** Text shown **
● ● ● ● ●

Strong HCH, or just HCH, is a variant of weak HCHs where the agents-in-boxes are able to communicate with each other directly, and read and write to some shared external memory, in addition to being able to ask, answer, and break down questions. Note that they would be able to implement arbitrary Turing machines this way, and thus avoid any limits on cognition imposed by the structure of weak HCH.

(Note: most people think “HCH” refers to “weak HCH”, but whenever Paul mentions HCHs, he now refers to strong HCHs.)

The exact relationship between HCH and the agents produced through iterated amplification and distillation is confusing and very commonly misunderstood:

  • HCHs should not be visualized as having humans in the box. They should be thought of as having some corrigible assistant inside the box, much like the question-answering system described in 2.1.1.
  • Throughout the iterated amplification and distillation process, there is never any agent whose cognition resembles an HCH of the corrigible assistant. In particular, agents produced via distillation are general RL agents with no HCH-like constraints on their cognition. The closest resemblance to HCH appears during amplification, during which a superagent (formed out of copies of the agent getting amplified) performs tasks by breaking them down and distributing them among the agent copies.

(As of the time of this writing, I am still confused about the sense in which the agent's cognition is approved by an HCH, and what that means about the agent's capabilities.)

(See: Humans consulting HCH and Strong HCH.)

2.2.2. Why should I think the HCH of some simple question-answering AI assistant can perform arbitrarily complex cognition?

All difficult and creative insights stem from chains of smaller and easier insights. So long as our first AI assistant is a universal reasoner (i.e., it can implement arbitrary Turing machines via reflection), it should be able to realize arbitrarily complex things if it reflects for long enough. For illustration, Paul thinks that chimps aren’t universal reasoners, and that most humans past some intelligence threshold are universal.

If this seems counterintuitive, I’d claim it’s because we have poor intuitions around what’s achievable with 2,000,000,000 years of reflection. For example, it might seem that an IQ 120 person, knowing no math beyond arithmetic, would simply be unable to prove Fermat’s last theorem given arbitrary amounts of time. But if you buy that:

  • An IQ 180 person could, in 2,000 years, prove Fermat’s last theorem knowing nothing but arithmetic (which seems feasible, given that most mathematical progress was made by people with IQs under 180)

● ● ● ● ●

** Material **
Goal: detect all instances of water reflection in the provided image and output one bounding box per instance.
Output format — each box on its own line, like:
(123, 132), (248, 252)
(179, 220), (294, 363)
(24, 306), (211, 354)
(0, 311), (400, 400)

● ● ● ● ●

** The tasks **
• A. In the HCH text, rewrite the stretch from "(As of the time" through "and Strong HCH.)", swapping "approved" for "endorsed".
• B. Recast every line of the records as a JSON list of strings, one string per line, skipping any blank lines.

** Worked solutions **
• A.
(As of the time of this writing, I am still confused about the sense in which the agent's cognition is endorsed by an HCH, and what that means about the agent's capabilities.)

(See: Humans consulting HCH and Strong HCH.)

• B.
[
  "Goal: detect all instances of water reflection in the provided image and output one bounding box per instance.",
  "Output format — each box on its own line, like:",
  "(123, 132), (248, 252)",
  "(179, 220), (294, 363)",
  "(24, 306), (211, 354)",
  "(0, 311), (400, 400)"
]